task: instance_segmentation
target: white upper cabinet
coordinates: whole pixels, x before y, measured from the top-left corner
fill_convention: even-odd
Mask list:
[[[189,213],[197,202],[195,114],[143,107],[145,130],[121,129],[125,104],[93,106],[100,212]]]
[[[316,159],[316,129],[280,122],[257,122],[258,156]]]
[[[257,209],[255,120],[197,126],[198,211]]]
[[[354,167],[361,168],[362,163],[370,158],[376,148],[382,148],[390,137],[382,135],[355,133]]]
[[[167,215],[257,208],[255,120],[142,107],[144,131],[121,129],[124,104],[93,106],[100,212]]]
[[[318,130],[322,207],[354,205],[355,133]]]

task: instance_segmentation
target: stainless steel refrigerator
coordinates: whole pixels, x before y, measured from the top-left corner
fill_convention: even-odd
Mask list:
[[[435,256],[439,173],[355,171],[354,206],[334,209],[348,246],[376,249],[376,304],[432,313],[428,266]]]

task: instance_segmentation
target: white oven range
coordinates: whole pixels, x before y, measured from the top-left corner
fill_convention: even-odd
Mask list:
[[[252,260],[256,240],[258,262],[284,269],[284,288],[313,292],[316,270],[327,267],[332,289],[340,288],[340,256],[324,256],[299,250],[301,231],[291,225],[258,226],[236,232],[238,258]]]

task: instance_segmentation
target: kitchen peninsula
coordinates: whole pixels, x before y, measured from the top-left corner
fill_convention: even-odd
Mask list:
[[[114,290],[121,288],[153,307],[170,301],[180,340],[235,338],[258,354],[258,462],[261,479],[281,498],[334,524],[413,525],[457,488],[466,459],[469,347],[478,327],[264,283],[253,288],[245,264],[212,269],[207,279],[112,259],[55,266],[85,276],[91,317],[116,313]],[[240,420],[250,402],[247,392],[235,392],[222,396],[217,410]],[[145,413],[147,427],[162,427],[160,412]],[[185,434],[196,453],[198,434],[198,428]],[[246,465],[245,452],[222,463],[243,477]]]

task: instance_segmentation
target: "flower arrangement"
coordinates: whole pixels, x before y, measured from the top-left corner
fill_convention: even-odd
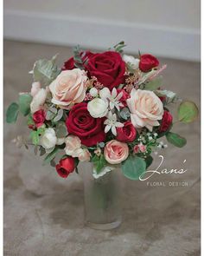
###
Put every line of the rows above into a Markdown table with the columns Line and Row text, numbering the lines in order and skipping blank ones. Leave the pictures out of your answer.

# FULL RESPONSE
| Line | Row text |
|---|---|
| 1 | task: instance_segmentation |
| 2 | target: white upper cabinet |
| 3 | coordinates: whole pixels, x before y, measured from the top-left corner |
| 4 | fill_convention: even-odd |
| 5 | Mask list: |
| 6 | [[[189,213],[197,202],[195,114],[143,107],[145,130],[121,129],[125,104],[93,106],[100,212]]] |
| 7 | [[[316,159],[316,129],[280,122],[257,122],[258,156]]] |
| 8 | [[[257,209],[255,120],[197,126],[198,211]]] |
| 9 | [[[354,167],[361,168],[362,163],[370,158],[376,148],[382,148],[390,137],[382,135],[355,133]]] |
| 10 | [[[167,215],[257,208],[255,120],[142,107],[144,131],[121,129],[124,104],[93,106],[100,212]]] |
| 11 | [[[318,130],[322,207],[354,205],[355,133]]] |
| 12 | task: instance_segmentation |
| 13 | target: stainless steel refrigerator |
| 14 | coordinates: whole pixels, x before y, measured from the top-left corner |
| 15 | fill_convention: even-odd |
| 16 | Mask list: |
| 17 | [[[435,256],[439,173],[355,171],[354,206],[334,209],[348,246],[376,249],[376,304],[432,313],[428,266]]] |
| 18 | task: instance_segmentation |
| 19 | target: white oven range |
| 20 | coordinates: whole pixels, x before y, measured from the top-left corner |
| 21 | fill_convention: even-odd |
| 22 | Mask list: |
| 23 | [[[252,260],[256,240],[258,262],[284,269],[284,288],[313,292],[316,270],[327,267],[332,289],[340,288],[340,256],[324,256],[299,250],[301,231],[291,225],[258,226],[236,232],[238,258]]] |
| 24 | task: instance_segmentation |
| 25 | target: kitchen peninsula |
| 26 | coordinates: whole pixels, x before y, measured from the top-left corner |
| 27 | fill_convention: even-odd |
| 28 | Mask list: |
| 29 | [[[114,290],[121,288],[153,307],[170,301],[180,340],[235,338],[258,354],[258,462],[261,479],[281,498],[334,524],[413,525],[457,488],[466,459],[469,347],[478,327],[264,283],[253,288],[245,264],[212,269],[207,279],[112,259],[55,266],[85,276],[91,317],[116,313]],[[240,420],[250,402],[247,392],[235,392],[222,396],[217,410]],[[145,413],[147,427],[162,427],[160,412]],[[185,434],[196,453],[198,434],[198,428]],[[246,465],[245,452],[222,463],[243,477]]] |
| 30 | task: instance_segmentation |
| 31 | target: "flower arrangement" |
| 32 | coordinates: whole pixels, x before y, measured from the top-left corner |
| 33 | fill_convention: even-odd |